#### [Instruction A]
Please print out the passage about Kaaron Warren's writing in full, word for word.

Kaaron’s writing, like her native homeland, is filled with similar seeming disparate affectivities: rich passion turning to cruel heartache, bitter catastrophe preceding joyful triumph, ebullience until emotional devastation, all in storylines that wend, at their leisure, along a path of subtle life hues, often set in domestications from which a character is thrust or encounters those vagaries of fate that are to be most feared.
And she seems oft to manage it all within the span of only a few brief pages.
Widely hailed as one of Australia’s—and the world’s—premiere writers today of speculative and dark fiction, Kaaron Warren has published four novels, multiple novellas, five collections, essays, and well over one hundred heart-rending tales of horror, science fiction, and beautiful fantasy, and is the first author ever to simultaneously win all three of Australia’s top speculative fiction writing awards (Ditmar, Shadows, and Aurealis awards for The Grief Hole).

#### [Items]
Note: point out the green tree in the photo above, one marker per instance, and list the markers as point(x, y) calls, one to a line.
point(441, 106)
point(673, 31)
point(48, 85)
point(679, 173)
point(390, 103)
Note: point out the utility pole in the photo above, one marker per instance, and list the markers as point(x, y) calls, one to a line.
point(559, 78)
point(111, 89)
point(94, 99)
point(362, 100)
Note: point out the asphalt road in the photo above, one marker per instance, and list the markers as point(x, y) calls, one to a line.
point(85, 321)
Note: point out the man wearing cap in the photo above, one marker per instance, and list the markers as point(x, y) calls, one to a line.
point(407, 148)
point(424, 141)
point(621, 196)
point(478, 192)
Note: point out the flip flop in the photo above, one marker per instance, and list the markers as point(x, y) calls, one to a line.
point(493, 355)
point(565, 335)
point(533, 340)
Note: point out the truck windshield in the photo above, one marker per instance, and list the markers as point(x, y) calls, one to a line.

#### [Instruction B]
Arrange everything in the records from the line containing "Note: point out the man" down to the last line of the records, both ends included, as a JSON list of strings with one string per line and blank lines omitted. Include only those lines.

#### [Complete output A]
Kaaron’s writing, like her native homeland, is filled with similar seeming disparate affectivities: rich passion turning to cruel heartache, bitter catastrophe preceding joyful triumph, ebullience until emotional devastation, all in storylines that wend, at their leisure, along a path of subtle life hues, often set in domestications from which a character is thrust or encounters those vagaries of fate that are to be most feared.
And she seems oft to manage it all within the span of only a few brief pages.
Widely hailed as one of Australia’s—and the world’s—premiere writers today of speculative and dark fiction, Kaaron Warren has published four novels, multiple novellas, five collections, essays, and well over one hundred heart-rending tales of horror, science fiction, and beautiful fantasy, and is the first author ever to simultaneously win all three of Australia’s top speculative fiction writing awards (Ditmar, Shadows, and Aurealis awards for The Grief Hole).

#### [Complete output B]
[
  "Note: point out the man wearing cap in the photo above, one marker per instance, and list the markers as point(x, y) calls, one to a line.",
  "point(407, 148)",
  "point(424, 141)",
  "point(621, 196)",
  "point(478, 192)",
  "Note: point out the flip flop in the photo above, one marker per instance, and list the markers as point(x, y) calls, one to a line.",
  "point(493, 355)",
  "point(565, 335)",
  "point(533, 340)",
  "Note: point out the truck windshield in the photo above, one marker per instance, and list the markers as point(x, y) calls, one to a line."
]